Dataset excerpts

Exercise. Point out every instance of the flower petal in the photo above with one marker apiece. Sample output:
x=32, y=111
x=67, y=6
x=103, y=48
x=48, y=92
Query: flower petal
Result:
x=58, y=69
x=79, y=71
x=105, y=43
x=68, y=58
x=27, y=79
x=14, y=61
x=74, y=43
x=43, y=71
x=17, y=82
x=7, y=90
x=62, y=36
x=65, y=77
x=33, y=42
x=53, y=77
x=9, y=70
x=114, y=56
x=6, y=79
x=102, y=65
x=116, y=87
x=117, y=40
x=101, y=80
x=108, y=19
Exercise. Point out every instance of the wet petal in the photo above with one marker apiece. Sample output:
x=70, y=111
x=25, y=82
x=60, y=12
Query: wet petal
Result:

* * *

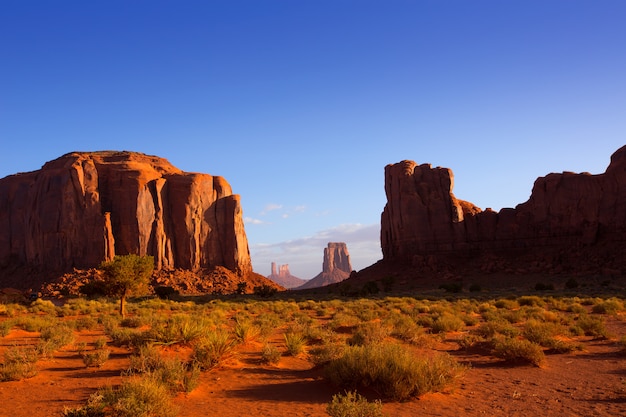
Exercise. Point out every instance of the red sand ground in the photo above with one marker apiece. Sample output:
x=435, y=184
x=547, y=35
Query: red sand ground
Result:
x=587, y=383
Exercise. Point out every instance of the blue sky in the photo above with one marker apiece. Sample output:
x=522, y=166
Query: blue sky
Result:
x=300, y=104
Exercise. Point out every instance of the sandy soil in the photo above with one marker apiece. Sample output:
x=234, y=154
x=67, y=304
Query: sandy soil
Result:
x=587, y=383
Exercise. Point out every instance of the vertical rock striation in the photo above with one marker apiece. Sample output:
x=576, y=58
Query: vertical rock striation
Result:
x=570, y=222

### [EXERCISE]
All lines of the records above that contain the word "photo" are to be copied out.

### [SOLVED EXERCISE]
Exercise. Point out every instance of the flower petal in the photo above with one marker apiece. Sample output:
Exercise. Point out every instance of the wet petal in the photo above with one marker apiece. Sample output:
Exercise. Point out every instance of the red sand ground in the photo above with one marker apiece. Sample output:
Exercise. Point out every instance of the blue sky in the photo above with one marker apiece. Sample output:
Exercise. Point out every instance of the sandy soil in the photo above with one marker apiece. Sample output:
Exercise. Point out every instance of the vertical rock striation in the photo above with one marker apiece. Sample output:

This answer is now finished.